Find the line containing "Where can the wooden", then print it and each following line through the end of the records, exactly and with nothing added; leave out any pictures.

Records from a data source:
_ _ _
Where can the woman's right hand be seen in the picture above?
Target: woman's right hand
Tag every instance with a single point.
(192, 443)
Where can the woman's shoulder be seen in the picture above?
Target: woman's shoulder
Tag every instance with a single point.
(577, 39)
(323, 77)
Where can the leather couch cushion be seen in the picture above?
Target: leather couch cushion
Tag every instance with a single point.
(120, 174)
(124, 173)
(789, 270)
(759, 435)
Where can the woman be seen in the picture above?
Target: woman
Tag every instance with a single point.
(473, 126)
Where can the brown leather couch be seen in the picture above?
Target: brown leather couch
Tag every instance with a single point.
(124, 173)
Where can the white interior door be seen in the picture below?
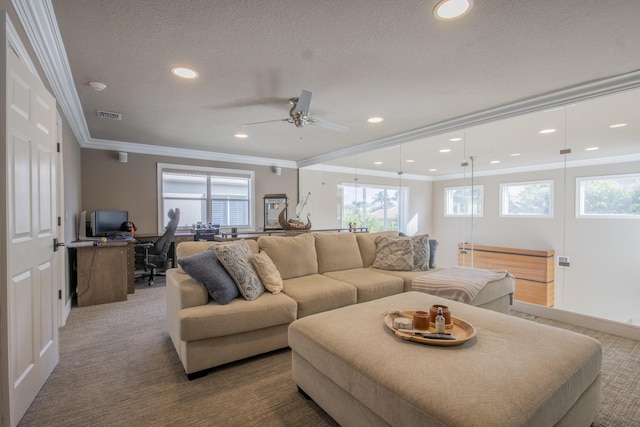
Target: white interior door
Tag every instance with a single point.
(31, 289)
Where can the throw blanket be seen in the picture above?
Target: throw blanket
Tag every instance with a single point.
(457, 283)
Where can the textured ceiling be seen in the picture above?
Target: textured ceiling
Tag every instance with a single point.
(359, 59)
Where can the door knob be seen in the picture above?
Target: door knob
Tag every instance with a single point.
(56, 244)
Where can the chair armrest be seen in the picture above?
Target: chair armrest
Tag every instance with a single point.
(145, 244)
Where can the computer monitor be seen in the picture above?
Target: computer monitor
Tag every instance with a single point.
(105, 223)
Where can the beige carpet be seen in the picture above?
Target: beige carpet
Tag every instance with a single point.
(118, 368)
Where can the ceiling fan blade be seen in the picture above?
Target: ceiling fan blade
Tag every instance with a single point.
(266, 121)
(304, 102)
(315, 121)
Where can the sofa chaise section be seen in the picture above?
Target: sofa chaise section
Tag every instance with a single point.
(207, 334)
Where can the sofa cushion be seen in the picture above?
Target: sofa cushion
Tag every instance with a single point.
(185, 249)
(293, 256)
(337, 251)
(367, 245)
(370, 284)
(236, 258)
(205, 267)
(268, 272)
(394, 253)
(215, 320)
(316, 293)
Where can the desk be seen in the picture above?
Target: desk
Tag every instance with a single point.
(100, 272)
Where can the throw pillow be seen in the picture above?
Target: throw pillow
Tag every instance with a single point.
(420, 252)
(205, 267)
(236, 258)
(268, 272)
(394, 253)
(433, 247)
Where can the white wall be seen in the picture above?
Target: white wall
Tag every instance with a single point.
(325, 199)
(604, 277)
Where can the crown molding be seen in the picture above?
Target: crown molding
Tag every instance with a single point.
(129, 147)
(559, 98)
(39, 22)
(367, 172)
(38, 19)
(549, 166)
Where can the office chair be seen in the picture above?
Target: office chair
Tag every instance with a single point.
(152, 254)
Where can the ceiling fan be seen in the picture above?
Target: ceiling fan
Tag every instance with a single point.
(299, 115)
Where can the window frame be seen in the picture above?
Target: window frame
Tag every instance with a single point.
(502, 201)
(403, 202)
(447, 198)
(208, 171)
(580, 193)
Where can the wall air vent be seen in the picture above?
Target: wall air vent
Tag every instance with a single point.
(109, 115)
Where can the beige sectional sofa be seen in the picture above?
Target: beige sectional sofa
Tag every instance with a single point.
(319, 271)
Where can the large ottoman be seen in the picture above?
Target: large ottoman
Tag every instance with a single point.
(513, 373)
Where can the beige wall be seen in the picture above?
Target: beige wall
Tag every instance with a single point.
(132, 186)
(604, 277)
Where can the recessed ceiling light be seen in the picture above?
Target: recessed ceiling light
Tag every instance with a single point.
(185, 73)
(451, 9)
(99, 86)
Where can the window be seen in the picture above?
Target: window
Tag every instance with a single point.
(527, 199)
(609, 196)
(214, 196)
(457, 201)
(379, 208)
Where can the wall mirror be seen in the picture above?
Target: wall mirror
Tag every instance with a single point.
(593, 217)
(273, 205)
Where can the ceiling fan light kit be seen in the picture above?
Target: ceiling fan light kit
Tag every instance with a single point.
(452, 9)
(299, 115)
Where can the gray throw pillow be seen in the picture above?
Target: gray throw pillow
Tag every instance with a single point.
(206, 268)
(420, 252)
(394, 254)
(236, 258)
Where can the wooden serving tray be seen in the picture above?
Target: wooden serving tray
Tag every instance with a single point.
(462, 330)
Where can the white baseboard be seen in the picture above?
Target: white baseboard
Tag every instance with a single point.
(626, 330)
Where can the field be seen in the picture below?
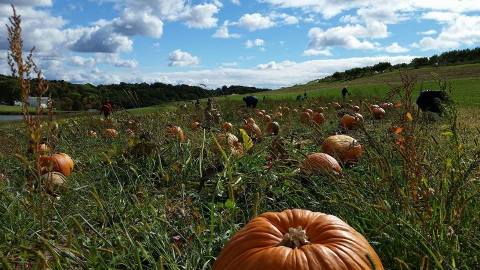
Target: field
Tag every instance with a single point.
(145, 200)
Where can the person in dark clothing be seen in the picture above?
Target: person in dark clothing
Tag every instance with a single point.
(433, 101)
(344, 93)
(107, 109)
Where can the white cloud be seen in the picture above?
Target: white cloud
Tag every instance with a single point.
_ _ _
- RESPONSE TO THE TASK:
Where can the wooden serving tray be seen in the picture above?
Target: wooden serving tray
Tag every instance with a single point.
(462, 330)
Where can the white baseboard be seen in the picture above?
Target: white baseboard
Tag every instance with a single point.
(626, 330)
Where can the field be seen in the picture below?
Target: field
Tag every instance with a single point.
(145, 200)
Where can the person in dark clothing be seen in the picture above?
Target: person in dark clothing
Tag every instance with a single point.
(433, 101)
(344, 93)
(107, 109)
Where can the white cloud be seen in the picture above?
Target: white cloud
Tag every instance with a single point.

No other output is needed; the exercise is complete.